→ **AIM OF THE EXERCISE**
Pick out and copy every line in the data below that contains the word "green".

[A block of data]

+ + + +

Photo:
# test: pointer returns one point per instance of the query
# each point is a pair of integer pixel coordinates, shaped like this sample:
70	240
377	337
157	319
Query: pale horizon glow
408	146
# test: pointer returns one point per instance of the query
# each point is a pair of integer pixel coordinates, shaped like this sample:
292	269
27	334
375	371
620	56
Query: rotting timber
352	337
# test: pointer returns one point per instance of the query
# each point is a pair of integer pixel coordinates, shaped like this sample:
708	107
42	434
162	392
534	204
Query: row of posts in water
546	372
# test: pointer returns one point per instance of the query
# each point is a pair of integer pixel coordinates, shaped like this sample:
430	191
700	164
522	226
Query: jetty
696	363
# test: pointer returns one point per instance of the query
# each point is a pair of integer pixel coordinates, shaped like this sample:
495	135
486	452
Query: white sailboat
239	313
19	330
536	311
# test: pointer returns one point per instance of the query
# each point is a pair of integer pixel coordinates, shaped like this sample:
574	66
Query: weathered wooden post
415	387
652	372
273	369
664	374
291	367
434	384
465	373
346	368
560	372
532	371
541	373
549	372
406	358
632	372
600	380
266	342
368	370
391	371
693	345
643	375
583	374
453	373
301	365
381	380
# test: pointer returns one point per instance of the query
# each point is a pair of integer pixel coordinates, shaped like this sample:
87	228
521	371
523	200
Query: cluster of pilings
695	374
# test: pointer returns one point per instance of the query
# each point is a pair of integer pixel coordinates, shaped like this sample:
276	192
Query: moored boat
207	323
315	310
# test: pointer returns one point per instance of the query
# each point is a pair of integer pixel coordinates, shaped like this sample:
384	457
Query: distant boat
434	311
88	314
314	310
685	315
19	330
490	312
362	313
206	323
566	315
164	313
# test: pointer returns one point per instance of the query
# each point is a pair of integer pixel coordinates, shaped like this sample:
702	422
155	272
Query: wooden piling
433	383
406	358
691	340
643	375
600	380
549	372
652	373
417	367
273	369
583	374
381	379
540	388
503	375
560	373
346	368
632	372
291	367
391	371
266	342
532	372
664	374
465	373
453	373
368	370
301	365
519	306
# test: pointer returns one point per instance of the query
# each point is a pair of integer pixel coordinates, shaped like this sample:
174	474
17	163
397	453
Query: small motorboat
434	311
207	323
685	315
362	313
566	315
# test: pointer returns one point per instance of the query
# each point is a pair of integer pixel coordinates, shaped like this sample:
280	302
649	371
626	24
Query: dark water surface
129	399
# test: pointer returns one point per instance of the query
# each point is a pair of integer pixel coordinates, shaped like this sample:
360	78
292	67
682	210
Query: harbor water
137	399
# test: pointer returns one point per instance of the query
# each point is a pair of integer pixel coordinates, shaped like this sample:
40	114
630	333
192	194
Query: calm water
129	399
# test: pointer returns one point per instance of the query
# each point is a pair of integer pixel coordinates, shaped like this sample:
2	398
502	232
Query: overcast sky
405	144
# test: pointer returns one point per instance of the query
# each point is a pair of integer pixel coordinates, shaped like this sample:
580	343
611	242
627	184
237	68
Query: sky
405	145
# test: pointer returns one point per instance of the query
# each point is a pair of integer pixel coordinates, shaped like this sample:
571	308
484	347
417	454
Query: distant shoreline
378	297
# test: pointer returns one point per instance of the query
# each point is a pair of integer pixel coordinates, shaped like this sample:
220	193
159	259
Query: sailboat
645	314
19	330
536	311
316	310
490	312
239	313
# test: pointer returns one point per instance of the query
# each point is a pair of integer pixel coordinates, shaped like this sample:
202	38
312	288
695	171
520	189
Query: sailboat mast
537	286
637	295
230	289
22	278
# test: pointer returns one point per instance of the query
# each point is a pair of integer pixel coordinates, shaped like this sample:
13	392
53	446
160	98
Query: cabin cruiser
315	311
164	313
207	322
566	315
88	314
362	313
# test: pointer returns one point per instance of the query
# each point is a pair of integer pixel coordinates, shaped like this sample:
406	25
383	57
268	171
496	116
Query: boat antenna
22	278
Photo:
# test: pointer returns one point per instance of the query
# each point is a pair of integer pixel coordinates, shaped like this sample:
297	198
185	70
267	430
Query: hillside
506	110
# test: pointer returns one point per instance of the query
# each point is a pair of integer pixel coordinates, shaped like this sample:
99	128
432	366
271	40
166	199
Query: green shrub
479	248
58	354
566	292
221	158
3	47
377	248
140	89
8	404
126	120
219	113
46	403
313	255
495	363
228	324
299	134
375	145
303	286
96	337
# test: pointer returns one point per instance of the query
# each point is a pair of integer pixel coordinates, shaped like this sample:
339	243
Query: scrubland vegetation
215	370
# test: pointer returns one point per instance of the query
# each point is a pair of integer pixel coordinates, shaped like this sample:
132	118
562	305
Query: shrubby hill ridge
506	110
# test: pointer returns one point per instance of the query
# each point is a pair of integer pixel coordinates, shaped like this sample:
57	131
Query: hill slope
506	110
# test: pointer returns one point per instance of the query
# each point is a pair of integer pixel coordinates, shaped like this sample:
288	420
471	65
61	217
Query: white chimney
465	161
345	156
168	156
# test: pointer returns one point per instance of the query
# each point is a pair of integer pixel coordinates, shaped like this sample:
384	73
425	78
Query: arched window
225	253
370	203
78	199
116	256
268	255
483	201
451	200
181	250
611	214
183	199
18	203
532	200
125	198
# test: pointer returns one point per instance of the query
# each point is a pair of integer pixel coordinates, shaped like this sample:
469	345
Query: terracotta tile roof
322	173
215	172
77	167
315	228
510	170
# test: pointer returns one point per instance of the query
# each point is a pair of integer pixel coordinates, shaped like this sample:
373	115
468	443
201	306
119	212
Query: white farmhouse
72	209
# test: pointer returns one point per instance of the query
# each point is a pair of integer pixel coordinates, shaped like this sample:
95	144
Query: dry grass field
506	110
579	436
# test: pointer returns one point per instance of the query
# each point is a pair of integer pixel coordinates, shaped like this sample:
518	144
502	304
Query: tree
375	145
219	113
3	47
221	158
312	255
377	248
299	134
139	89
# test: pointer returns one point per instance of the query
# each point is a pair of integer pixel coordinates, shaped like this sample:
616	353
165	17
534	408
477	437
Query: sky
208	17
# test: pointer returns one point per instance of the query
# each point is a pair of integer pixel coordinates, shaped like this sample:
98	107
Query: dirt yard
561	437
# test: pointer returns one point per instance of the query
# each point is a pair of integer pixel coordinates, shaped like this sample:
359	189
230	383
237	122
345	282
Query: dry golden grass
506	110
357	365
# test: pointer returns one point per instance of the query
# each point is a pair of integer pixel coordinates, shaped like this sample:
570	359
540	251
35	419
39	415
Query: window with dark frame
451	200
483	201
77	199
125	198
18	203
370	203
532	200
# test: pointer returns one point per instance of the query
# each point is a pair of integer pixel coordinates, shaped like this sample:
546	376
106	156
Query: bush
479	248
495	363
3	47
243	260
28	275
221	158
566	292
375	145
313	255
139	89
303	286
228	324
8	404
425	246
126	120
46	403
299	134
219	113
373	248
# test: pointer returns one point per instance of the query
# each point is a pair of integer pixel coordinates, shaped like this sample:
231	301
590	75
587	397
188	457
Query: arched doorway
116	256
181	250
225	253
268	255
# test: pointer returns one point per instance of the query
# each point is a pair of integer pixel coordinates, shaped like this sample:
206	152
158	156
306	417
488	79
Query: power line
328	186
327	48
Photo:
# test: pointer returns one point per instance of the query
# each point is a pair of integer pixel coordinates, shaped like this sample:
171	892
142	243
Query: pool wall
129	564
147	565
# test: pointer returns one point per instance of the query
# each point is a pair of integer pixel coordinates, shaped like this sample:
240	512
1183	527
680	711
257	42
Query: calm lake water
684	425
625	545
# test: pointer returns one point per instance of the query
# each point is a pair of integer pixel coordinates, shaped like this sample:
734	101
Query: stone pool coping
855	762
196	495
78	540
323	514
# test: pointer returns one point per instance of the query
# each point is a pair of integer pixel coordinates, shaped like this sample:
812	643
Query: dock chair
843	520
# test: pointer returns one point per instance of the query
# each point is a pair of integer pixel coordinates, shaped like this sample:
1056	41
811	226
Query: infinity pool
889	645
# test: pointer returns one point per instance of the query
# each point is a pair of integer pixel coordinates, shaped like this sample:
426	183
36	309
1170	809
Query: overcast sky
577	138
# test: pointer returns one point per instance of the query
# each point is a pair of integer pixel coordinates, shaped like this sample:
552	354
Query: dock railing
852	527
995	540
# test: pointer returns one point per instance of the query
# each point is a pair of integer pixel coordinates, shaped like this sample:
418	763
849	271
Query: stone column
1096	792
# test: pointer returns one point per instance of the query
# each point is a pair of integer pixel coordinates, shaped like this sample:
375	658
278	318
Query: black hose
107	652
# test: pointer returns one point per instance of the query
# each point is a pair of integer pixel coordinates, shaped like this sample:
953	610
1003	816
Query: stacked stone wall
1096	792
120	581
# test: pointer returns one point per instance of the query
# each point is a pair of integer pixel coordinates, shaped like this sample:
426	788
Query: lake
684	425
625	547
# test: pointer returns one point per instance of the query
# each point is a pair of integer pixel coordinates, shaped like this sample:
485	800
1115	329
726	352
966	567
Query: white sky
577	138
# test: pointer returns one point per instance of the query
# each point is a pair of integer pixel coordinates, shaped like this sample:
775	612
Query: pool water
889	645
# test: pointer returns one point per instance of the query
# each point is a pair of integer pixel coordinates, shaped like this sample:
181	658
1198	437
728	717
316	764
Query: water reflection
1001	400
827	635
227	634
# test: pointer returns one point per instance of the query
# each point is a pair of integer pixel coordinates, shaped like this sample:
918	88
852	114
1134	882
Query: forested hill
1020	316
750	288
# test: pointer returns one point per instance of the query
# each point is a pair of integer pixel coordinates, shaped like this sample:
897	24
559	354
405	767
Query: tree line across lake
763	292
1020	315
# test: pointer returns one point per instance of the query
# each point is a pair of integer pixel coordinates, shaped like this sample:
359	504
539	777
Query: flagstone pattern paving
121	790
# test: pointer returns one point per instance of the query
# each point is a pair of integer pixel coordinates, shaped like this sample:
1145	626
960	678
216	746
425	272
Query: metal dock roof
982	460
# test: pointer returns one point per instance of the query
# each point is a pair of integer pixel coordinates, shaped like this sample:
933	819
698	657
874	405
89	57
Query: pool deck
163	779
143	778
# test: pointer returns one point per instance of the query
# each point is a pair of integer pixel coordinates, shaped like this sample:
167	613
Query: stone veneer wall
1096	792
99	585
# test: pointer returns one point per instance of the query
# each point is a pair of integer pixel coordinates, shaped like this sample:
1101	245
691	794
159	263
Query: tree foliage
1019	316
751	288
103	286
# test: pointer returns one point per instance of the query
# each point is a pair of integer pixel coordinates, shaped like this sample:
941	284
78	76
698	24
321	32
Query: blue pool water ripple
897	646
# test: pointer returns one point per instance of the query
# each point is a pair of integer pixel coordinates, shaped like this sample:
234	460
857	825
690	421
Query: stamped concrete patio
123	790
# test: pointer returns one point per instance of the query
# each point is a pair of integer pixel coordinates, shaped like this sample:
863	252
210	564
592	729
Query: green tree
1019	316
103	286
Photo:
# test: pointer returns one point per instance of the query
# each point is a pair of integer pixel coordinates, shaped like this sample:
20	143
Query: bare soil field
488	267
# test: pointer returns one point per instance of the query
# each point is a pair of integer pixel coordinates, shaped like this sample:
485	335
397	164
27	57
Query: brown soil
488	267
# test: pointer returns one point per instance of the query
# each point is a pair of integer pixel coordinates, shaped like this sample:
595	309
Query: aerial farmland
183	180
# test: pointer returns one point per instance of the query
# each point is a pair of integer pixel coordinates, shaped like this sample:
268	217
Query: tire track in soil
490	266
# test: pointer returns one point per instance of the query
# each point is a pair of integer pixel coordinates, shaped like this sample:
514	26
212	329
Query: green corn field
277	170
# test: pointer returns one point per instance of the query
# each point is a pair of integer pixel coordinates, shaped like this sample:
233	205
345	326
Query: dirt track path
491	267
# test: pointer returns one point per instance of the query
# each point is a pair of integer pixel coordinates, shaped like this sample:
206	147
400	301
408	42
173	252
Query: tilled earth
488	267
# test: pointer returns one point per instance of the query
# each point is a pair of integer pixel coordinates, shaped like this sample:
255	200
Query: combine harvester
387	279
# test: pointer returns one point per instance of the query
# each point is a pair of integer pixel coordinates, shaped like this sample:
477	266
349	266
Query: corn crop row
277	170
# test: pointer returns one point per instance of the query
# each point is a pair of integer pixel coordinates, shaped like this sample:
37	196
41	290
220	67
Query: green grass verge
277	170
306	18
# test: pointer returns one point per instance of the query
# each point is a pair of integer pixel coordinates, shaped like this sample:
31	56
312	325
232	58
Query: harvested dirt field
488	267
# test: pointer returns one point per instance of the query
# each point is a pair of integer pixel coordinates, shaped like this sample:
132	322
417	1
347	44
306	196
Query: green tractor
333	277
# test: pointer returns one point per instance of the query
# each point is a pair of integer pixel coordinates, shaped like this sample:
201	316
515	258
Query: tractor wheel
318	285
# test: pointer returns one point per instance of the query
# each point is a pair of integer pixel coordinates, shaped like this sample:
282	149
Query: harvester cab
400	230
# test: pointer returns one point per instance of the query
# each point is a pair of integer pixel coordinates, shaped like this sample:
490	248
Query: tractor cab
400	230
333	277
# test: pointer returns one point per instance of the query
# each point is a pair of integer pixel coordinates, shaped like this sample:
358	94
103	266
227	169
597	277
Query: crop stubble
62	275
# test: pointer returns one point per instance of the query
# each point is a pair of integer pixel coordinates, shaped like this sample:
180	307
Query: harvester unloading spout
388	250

+ + + +

→ **REPLY**
Query: green shrub
Query: green tree
Query: green corn field
Query: green grass verge
Query: green tractor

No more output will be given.